DATASET RECORDS
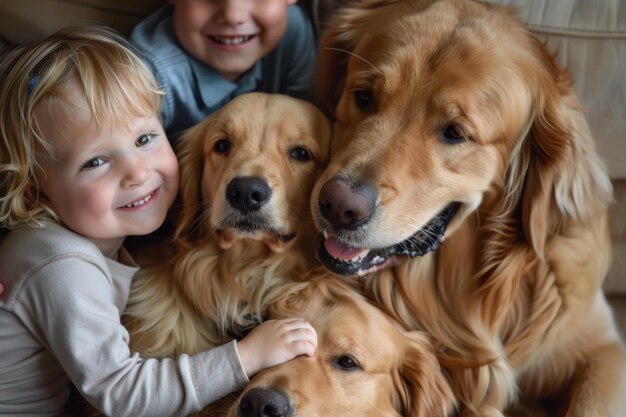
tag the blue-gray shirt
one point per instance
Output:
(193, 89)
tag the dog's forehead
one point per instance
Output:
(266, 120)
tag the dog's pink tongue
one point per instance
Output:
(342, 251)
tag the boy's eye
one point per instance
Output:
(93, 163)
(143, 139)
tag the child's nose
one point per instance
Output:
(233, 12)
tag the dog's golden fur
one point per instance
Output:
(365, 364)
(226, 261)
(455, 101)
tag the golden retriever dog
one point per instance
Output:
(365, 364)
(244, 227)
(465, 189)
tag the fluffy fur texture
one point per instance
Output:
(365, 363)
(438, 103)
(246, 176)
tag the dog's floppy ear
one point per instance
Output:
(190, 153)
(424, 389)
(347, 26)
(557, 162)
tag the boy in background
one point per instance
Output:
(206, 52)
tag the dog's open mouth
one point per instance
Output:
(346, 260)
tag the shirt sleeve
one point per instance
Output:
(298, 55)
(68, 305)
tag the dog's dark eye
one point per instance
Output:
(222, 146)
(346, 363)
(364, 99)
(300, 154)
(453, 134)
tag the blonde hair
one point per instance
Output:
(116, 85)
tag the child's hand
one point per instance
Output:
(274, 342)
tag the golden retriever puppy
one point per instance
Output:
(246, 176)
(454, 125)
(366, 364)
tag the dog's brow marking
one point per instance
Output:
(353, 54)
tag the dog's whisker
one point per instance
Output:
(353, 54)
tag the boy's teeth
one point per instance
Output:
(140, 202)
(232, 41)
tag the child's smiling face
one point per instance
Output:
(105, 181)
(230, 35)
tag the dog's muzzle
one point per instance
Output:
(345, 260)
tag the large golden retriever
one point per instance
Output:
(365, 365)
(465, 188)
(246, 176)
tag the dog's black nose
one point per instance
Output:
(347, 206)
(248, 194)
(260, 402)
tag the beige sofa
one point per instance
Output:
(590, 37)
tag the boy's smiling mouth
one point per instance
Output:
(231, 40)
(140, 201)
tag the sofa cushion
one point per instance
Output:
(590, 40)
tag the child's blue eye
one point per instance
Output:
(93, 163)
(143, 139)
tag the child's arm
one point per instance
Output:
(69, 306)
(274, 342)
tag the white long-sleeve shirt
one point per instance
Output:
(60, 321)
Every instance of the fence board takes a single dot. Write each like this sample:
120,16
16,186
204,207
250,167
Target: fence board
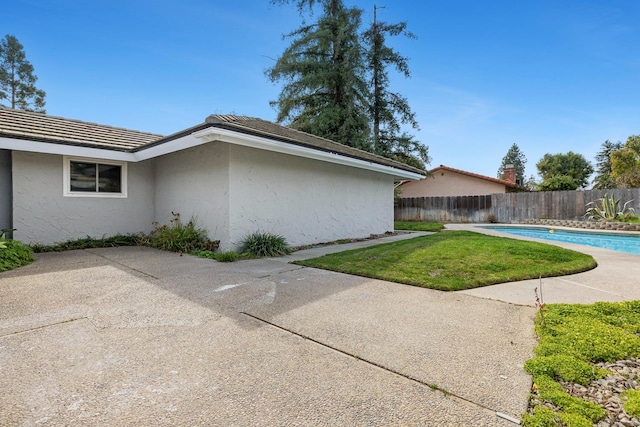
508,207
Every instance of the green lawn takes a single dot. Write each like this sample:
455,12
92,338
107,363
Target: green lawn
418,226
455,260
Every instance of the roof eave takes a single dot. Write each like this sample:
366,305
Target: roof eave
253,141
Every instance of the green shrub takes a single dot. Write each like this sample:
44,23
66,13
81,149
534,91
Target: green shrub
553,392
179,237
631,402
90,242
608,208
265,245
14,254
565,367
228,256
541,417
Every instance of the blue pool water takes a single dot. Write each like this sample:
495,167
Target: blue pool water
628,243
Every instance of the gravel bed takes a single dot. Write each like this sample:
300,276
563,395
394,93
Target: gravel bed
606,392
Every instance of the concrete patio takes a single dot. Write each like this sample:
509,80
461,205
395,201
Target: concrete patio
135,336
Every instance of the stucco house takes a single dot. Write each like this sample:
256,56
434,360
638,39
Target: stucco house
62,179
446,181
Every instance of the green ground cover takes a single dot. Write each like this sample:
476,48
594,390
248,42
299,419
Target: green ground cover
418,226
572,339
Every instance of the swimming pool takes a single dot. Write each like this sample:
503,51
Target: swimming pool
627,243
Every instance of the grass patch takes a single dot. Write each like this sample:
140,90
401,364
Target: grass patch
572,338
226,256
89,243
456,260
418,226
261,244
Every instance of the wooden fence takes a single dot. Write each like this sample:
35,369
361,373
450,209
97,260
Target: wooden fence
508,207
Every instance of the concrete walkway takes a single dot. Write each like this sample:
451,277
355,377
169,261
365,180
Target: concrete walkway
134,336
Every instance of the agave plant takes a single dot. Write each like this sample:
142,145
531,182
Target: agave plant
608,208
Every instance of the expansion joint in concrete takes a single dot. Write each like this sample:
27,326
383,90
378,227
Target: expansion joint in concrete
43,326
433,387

DIRECTIONS
Write the material out again exactly as it appears, dropping the pictures.

FINAL RESULT
tag the blue-gray shirt
one point per instance
Output:
(193, 89)
tag the dog's forehead
one point per instance
Output:
(266, 120)
tag the dog's pink tongue
one point per instance
Output:
(342, 251)
tag the boy's eye
one point per instance
Output:
(93, 163)
(143, 139)
tag the child's nose
one point per instance
Output:
(233, 12)
tag the dog's golden fur
one point per instance
Output:
(365, 364)
(226, 261)
(455, 101)
tag the golden retriever dog
one point per instance
Output:
(365, 364)
(244, 227)
(465, 189)
tag the fluffy fur texture
one point per instance
Output:
(365, 363)
(438, 103)
(246, 176)
tag the dog's floppy ear
one point per instance
Output:
(190, 153)
(424, 389)
(347, 26)
(557, 162)
tag the boy in background
one point per instance
Output:
(206, 52)
tag the dog's open mouth
one point per instance
Output:
(346, 260)
tag the shirt sleeve
one point per instance
Output:
(298, 55)
(68, 305)
tag the dog's dark eye
one point per instance
Output:
(222, 146)
(346, 363)
(364, 99)
(300, 154)
(453, 134)
tag the blonde hair
one point per instance
Output:
(116, 85)
tag the child's hand
one point per instance
Output:
(274, 342)
tag the golden retriever puppy
one point per instance
Output:
(246, 176)
(454, 125)
(366, 364)
tag the dog's brow marking
one point per instance
Output:
(353, 54)
tag the dog's whisker
one point per instance
Output:
(353, 54)
tag the boy's teeth
one point per instance
Output:
(140, 202)
(232, 41)
tag the child's smiling face
one point per instance
Output:
(105, 181)
(230, 35)
tag the dog's muzzle
one point per instance
Output:
(345, 260)
tag the large golden retriever
one point per instance
Output:
(365, 365)
(465, 188)
(246, 176)
tag the dog's black nose
one point per instance
Output:
(347, 206)
(248, 194)
(260, 402)
tag the beige sofa
one point per instance
Output:
(590, 37)
tag the boy's smiling mouth
one point per instance
Output:
(231, 40)
(140, 201)
tag the sofa cushion
one point per instance
Output:
(590, 40)
tag the child's blue eye
one point per instance
Output:
(93, 163)
(143, 139)
tag the child's arm
one point per instance
Output:
(69, 306)
(274, 342)
tag the white long-sleeve shirt
one point per instance
Output:
(60, 321)
Every instance of the fence board takes a single dot. Write each like this sample:
120,16
16,186
204,207
250,167
Target: fence board
508,207
Every instance of the green lawn takes a single dot. Write each like this sample:
455,12
92,338
107,363
Target: green lawn
418,226
455,260
Every instance of the roof eave takes a single dot. Write each like this sample:
366,305
Target: roof eave
253,141
Every instance of the green shrub takes a single dot. Write each like this sample:
44,23
66,13
81,149
534,91
Target: green shrub
553,392
179,237
631,402
90,242
608,208
265,245
14,254
565,367
228,256
541,417
Every instance of the blue pool water takes a single dot. Write each like this sample:
495,167
Target: blue pool water
628,243
Every instance of the gravel bed takes a single dot. Write each like this sample:
300,276
563,395
394,93
Target: gravel bed
606,392
Every instance of the concrete patio takes a single dot. Write each like this sample:
509,80
461,205
395,201
Target: concrete patio
135,336
Every instance of the stucco house takes a single dot. Write each like this sample:
256,56
434,360
638,39
Target: stucco house
62,179
446,181
Every instance of the green ground cover takes a single dot. Write each like this sample:
476,48
594,390
248,42
299,419
Target: green ground cover
418,226
572,339
Every instance of the swimming pool takes a single dot. Write each like this sample:
503,51
Target: swimming pool
627,243
Every instance of the grass patch takes a single dot. Write each like this sample:
140,90
401,364
Target: grass patch
572,338
226,256
89,243
456,260
418,226
261,244
Every instance of the wooden fence takes a single dot. Write each like this sample:
35,369
361,373
450,209
97,260
Target: wooden fence
508,207
Every instance of the concrete walkway takes a single dot. Write each like this sample:
451,277
355,377
169,261
365,180
Target: concrete walkway
134,336
Every instance of the agave plant takes a single dot. Write each like this sample:
142,145
531,182
Target: agave plant
608,208
Every instance of the expansion joint in concrete takes a single dot. Write each like this sample:
27,326
383,90
378,227
Target: expansion joint in concrete
43,326
433,387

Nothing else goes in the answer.